# [Source extract]
====

14.9.2021

Taxation of separated parents

Social changes brought about many different organisational forms of living together. In the 21st century, the marital community is only one of the many socially accepted and lived forms. From a tax perspective, however, it is interesting to note that only the marital community, in contrast to divorced parents or unmarried parents, is taxed as a community.

This article examines the principles of family law maintenance contributions in the tax system outside the taxation of the marital community, focusing on child maintenance contributions in the case of divorced or separated parents.

It should be added that reciprocal benefits are irrelevant for tax purposes in the case of married parents due to the principle of family taxation. Moreover, family law maintenance contributions are not only relevant in a divorce/separation context, but also, for example, in the case of unmarried parents living in a joint household (cohabitation).

By way of introduction, a brief note on the initial situation in terms of family law and statistics. The new child law has been in force since 2014. According to this revision, joint parental responsibility[1] is the normal case, and a deviating arrangement must be specially justified.[2] Accordingly, the majority of parents today have joint parental responsibility. A distinction must be made between parental responsibility and residence. Residence is the actual care of the children. Although according to the revision or its subsequent correction the possibility of alternating residence is to be explicitly examined,[3] sole residence is awarded in well over 80 % of separation cases. Alternating residence therefore does not yet correspond to the societal reality.[4]

From a tax perspective, family law obligations are relevant on three levels in particular:

  1. Maintenance contributions have an impact on the parents' income side. In this context, particular caution is required when qualifying the funding streams.
  2. The determined custody, i.e. the care shares of the respective parent, has an impact on the granting of social deductions.
  3. Likewise, the care shares are important in determining the corresponding tax rate.

(1) Maintenance contributions

The mechanism is simple in principle: the parent liable for maintenance can deduct the maintenance payments made.[5] In return, the parent who receives the maintenance payments for the child has to pay tax on them as income.[6] The parent who receives the maintenance payments for the child has to pay tax on them as income.

====

# [Stored rows]
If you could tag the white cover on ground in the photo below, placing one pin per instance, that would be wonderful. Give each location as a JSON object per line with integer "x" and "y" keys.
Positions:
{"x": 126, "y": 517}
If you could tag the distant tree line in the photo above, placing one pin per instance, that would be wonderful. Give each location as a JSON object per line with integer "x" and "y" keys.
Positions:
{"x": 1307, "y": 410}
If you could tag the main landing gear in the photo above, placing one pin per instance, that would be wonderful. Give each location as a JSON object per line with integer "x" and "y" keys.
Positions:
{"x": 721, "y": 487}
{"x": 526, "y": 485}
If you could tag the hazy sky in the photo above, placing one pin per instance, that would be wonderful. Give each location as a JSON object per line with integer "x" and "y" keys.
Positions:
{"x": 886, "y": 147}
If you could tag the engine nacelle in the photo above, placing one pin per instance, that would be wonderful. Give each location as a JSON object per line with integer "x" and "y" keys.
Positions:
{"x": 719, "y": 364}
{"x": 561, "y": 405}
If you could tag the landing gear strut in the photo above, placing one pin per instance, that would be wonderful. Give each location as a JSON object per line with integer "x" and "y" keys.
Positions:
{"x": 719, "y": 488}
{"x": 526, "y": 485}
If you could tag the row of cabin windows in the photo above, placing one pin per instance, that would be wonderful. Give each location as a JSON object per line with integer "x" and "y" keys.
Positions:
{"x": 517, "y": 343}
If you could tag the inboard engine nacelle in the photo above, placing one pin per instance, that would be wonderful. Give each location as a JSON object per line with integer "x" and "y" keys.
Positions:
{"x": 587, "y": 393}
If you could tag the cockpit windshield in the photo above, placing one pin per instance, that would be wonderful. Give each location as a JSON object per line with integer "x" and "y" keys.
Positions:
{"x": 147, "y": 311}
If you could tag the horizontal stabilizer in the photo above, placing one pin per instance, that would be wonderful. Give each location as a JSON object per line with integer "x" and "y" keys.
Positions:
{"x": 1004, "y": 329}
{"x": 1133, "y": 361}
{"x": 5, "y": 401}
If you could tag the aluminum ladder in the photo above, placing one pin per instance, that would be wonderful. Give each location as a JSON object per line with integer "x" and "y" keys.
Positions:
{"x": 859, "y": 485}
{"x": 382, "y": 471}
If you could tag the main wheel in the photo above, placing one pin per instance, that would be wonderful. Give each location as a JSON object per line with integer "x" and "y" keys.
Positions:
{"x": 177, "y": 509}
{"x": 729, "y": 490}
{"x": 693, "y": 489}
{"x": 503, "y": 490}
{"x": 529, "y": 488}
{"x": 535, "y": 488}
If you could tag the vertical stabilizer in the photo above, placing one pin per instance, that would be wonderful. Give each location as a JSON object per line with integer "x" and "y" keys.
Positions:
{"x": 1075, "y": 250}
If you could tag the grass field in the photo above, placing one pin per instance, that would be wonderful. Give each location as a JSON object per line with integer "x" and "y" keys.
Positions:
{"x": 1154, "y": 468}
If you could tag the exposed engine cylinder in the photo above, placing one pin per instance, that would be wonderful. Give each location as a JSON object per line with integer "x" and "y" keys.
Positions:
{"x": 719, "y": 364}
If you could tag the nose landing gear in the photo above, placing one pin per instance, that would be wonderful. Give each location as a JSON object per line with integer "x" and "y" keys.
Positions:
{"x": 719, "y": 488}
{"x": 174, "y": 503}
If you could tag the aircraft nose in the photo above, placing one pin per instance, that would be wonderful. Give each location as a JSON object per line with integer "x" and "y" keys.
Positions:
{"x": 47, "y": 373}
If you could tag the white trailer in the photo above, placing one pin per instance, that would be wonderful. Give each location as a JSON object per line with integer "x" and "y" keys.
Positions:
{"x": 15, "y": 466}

====

# [Stated task]
Carry on the article on the taxation of separated parents from the point where it ends. None of the items are required here.

# [Task output]
Maintenance contributions are legal maintenance obligations. The obligation arises from family law in the broader sense, i.e. from the legal provisions on marriage or on the child relationship. With regard to the latter, however, the maintenance recipient must at least have parental responsibility, which also immediately clarifies that only maintenance contributions for minor children are subject to this mechanism.[7]

The decisive factor for qualification is the family law basis of the maintenance obligation. Often the obligation to pay maintenance is laid down in a court judgment or an agreement. However, this is not mandatory. For example, a verbal deviation from the agreement by the parents (so-called informal adjustment) or unmarried parents should be considered. The only decisive factor is that the benefits are regular or irregularly recurring and serve to cover the child's current living requirements.

The effective payment of maintenance must be proven, which is particularly important in the case of informally determined or modified maintenance payments.[9] In principle, there must be a flow of money from an account in the name of the parent owing maintenance to an account in the name of the parent maintaining maintenance.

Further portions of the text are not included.